— begin Provided data —

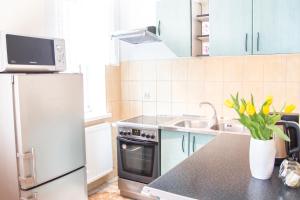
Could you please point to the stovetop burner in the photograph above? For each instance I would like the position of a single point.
(149, 120)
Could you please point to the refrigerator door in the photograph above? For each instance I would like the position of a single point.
(50, 126)
(70, 187)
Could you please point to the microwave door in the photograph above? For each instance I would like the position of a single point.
(49, 123)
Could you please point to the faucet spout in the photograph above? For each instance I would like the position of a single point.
(214, 117)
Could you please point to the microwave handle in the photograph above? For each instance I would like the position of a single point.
(294, 125)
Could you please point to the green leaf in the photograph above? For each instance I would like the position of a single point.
(279, 132)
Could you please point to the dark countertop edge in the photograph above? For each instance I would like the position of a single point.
(273, 188)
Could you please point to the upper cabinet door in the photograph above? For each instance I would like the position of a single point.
(276, 26)
(230, 27)
(174, 25)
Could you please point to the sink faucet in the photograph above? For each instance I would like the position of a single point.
(214, 119)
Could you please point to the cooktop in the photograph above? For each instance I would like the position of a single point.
(148, 120)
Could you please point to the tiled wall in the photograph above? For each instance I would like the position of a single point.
(178, 86)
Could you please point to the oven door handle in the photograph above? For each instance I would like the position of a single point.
(137, 142)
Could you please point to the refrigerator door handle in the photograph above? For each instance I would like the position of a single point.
(26, 181)
(33, 197)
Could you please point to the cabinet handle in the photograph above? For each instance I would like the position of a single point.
(246, 42)
(194, 140)
(34, 197)
(158, 29)
(182, 144)
(257, 41)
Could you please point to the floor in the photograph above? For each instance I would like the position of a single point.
(108, 191)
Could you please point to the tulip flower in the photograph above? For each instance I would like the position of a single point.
(250, 109)
(269, 100)
(229, 103)
(289, 108)
(242, 109)
(266, 109)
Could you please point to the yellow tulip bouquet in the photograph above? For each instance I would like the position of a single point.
(261, 124)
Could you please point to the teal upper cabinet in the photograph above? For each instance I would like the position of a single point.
(230, 27)
(198, 140)
(276, 26)
(239, 27)
(174, 25)
(174, 149)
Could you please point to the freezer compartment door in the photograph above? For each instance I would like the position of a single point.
(50, 126)
(71, 186)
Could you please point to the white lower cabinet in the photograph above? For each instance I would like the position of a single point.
(98, 151)
(68, 187)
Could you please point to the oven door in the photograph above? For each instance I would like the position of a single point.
(137, 160)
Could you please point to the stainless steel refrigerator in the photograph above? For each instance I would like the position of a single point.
(42, 148)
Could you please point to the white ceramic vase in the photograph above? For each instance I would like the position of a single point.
(262, 158)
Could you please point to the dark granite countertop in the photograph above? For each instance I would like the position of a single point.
(220, 171)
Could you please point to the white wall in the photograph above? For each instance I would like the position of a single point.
(139, 14)
(29, 17)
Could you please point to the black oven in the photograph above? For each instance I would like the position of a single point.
(138, 160)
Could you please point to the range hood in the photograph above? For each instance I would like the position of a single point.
(138, 36)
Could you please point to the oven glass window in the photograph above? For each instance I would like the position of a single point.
(137, 159)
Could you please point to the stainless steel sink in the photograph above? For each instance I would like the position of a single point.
(193, 124)
(230, 127)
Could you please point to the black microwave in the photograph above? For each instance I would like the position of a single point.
(31, 54)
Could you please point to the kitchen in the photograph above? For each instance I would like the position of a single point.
(165, 81)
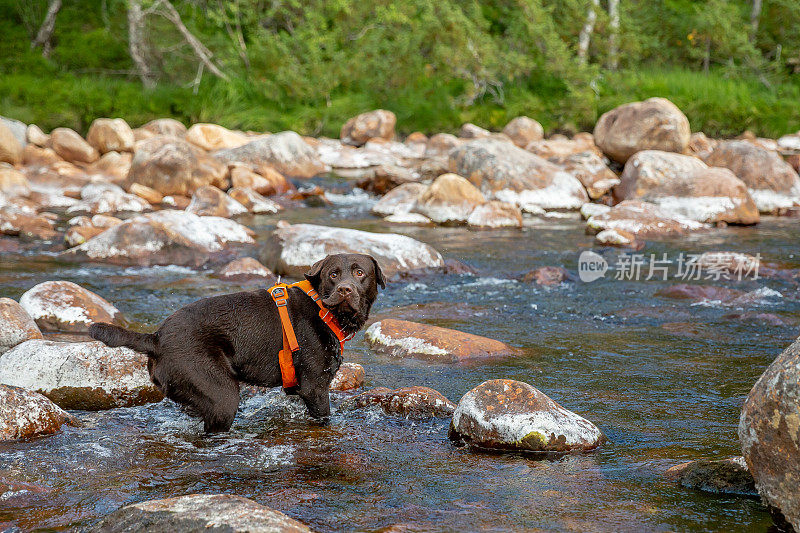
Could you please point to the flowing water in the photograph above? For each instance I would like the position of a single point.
(663, 378)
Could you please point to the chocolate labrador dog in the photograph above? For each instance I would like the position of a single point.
(200, 353)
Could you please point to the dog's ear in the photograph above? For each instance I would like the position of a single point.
(315, 271)
(379, 279)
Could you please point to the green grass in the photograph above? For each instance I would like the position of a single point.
(715, 104)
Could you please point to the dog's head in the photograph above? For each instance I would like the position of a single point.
(348, 285)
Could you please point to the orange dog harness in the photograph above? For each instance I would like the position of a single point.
(280, 293)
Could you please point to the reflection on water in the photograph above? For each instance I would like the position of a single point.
(663, 378)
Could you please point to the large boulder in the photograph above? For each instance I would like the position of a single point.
(72, 147)
(66, 306)
(769, 431)
(772, 182)
(110, 135)
(400, 338)
(25, 414)
(508, 415)
(687, 186)
(642, 219)
(165, 238)
(655, 124)
(524, 130)
(286, 152)
(16, 325)
(172, 166)
(291, 250)
(379, 123)
(80, 375)
(408, 402)
(199, 512)
(448, 200)
(510, 174)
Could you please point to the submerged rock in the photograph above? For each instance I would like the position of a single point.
(400, 338)
(508, 415)
(25, 414)
(291, 250)
(199, 512)
(769, 431)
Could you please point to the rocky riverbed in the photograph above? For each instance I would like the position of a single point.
(566, 402)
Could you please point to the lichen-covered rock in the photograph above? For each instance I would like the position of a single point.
(374, 124)
(16, 325)
(448, 200)
(508, 415)
(524, 130)
(210, 201)
(772, 182)
(643, 220)
(66, 306)
(687, 186)
(199, 512)
(349, 376)
(408, 402)
(291, 250)
(724, 476)
(400, 338)
(173, 166)
(508, 173)
(655, 124)
(165, 238)
(25, 414)
(286, 152)
(769, 431)
(72, 147)
(110, 135)
(80, 375)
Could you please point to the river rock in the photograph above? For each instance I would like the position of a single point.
(400, 338)
(71, 146)
(199, 512)
(643, 220)
(286, 152)
(80, 375)
(165, 238)
(66, 306)
(448, 200)
(770, 435)
(172, 166)
(523, 130)
(10, 147)
(213, 137)
(772, 182)
(349, 376)
(655, 124)
(291, 250)
(495, 214)
(16, 325)
(508, 415)
(110, 135)
(374, 124)
(687, 186)
(409, 402)
(725, 476)
(25, 414)
(510, 174)
(210, 201)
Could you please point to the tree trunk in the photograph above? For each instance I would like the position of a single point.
(45, 35)
(613, 47)
(586, 32)
(136, 44)
(755, 15)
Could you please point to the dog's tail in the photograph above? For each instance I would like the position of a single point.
(115, 336)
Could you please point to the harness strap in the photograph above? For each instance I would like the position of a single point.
(280, 294)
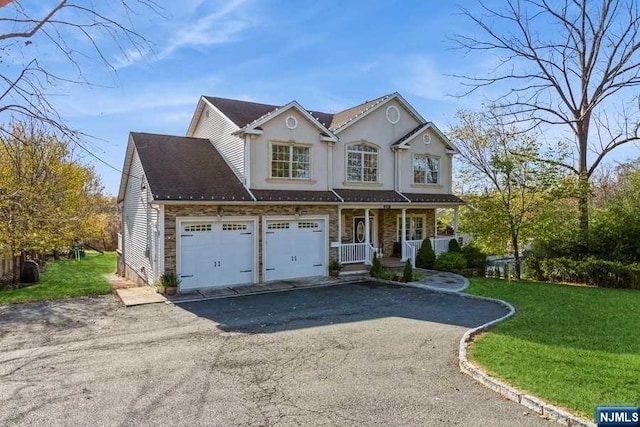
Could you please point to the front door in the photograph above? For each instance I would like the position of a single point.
(359, 230)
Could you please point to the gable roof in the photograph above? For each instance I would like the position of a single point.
(183, 168)
(241, 112)
(343, 117)
(405, 140)
(255, 125)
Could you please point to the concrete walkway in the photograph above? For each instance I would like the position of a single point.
(131, 296)
(443, 280)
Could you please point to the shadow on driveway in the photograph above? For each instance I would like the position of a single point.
(345, 303)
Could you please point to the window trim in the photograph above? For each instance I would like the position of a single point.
(413, 174)
(291, 145)
(346, 162)
(399, 225)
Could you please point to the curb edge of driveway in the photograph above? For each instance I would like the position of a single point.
(532, 403)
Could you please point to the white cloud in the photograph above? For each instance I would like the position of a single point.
(218, 27)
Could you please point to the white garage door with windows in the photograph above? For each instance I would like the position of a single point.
(216, 253)
(295, 248)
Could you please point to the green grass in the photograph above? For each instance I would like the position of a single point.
(67, 279)
(576, 347)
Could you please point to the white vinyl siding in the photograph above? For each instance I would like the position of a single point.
(426, 169)
(140, 244)
(218, 130)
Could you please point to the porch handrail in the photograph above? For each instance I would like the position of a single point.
(411, 252)
(370, 251)
(353, 253)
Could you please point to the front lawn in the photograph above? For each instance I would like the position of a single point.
(67, 279)
(576, 347)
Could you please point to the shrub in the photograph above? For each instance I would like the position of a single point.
(450, 261)
(169, 280)
(474, 256)
(592, 271)
(454, 246)
(407, 273)
(376, 267)
(425, 258)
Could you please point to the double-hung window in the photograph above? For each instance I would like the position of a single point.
(362, 163)
(425, 169)
(290, 161)
(415, 227)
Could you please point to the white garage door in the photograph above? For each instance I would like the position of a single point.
(216, 253)
(295, 249)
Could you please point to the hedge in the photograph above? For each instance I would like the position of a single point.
(592, 271)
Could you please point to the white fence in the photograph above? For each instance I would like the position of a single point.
(354, 253)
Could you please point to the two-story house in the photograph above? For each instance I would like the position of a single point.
(255, 192)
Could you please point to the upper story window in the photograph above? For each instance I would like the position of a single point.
(362, 163)
(290, 161)
(425, 169)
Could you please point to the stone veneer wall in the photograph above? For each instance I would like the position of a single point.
(386, 225)
(173, 211)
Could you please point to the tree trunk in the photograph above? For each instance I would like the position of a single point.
(584, 189)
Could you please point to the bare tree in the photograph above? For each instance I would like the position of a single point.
(570, 63)
(75, 33)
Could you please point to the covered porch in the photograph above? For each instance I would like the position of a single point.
(395, 233)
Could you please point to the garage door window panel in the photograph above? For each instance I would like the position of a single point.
(290, 161)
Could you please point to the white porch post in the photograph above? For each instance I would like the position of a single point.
(366, 233)
(403, 234)
(340, 234)
(455, 221)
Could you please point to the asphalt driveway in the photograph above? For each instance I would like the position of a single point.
(343, 355)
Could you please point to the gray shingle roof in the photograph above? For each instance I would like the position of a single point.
(343, 117)
(182, 168)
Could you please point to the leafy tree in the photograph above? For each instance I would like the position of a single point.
(76, 33)
(425, 256)
(570, 64)
(450, 261)
(46, 197)
(508, 190)
(376, 266)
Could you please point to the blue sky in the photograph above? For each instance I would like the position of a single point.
(327, 55)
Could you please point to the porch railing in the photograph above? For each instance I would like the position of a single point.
(412, 250)
(354, 253)
(439, 244)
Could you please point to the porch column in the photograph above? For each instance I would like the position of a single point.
(339, 234)
(455, 221)
(403, 234)
(367, 240)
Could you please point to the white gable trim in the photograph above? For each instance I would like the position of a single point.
(126, 170)
(202, 103)
(395, 96)
(429, 125)
(251, 127)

— end Provided data —

**To be done:**
Give back, unchanged, every line from the one with "Could you please point to the covered" to the end of the entries above.

**Output of the exercise:**
Could you please point to the covered porch in the photograph above? For each instance I would like the position of a single point.
(395, 233)
Could you please point to the garage door window panel in the photograph above? For each instance I would like the position of a single point.
(290, 161)
Could you please point to the white porch post in the photograph above? For each instance I would like the position of a single point.
(366, 233)
(403, 234)
(340, 234)
(455, 221)
Could you please point to the asphalt driveway in the photograph above? For each instance I would like the position of a single point.
(343, 355)
Could you please point to the gray shingle roof in the photograph above? For each instance I would like the position of a single point.
(343, 117)
(182, 168)
Could you please point to the leafy tree in the photograph above? For each instance I would like the position of a single point.
(76, 33)
(425, 256)
(570, 64)
(450, 261)
(46, 197)
(508, 190)
(376, 266)
Could you please point to the blue sky in the photograph above? For each instance I would like the position of a single point.
(327, 55)
Could you please point to the porch railing in the photograph above? For each instance I would like the position of a single point.
(412, 250)
(354, 253)
(439, 244)
Could you please point to the porch column in the photograph above? For each instance I would like the position of a single point.
(339, 234)
(455, 221)
(403, 234)
(367, 240)
Could you please point to the white gable trim in the photograph above? For each instance I would like the position of a single point.
(126, 170)
(202, 103)
(395, 96)
(429, 125)
(251, 127)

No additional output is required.